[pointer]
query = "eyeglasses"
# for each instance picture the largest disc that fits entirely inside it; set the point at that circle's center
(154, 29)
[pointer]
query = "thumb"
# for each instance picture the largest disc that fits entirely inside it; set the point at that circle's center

┄┄┄┄┄┄┄┄┄┄┄┄┄┄┄┄┄┄┄┄

- **Given instruction**: Update the listing by replacing every "largest disc" with "biggest circle" and leaving everything else unchanged.

- **Solution to this exercise**:
[pointer]
query = "eyeglasses"
# for each instance picture the biggest circle that fits entirely inside it; set the point at that circle's center
(154, 29)
[pointer]
query = "thumb"
# for each instance picture the biggest circle that fits entirely inside it; set the point at that circle's center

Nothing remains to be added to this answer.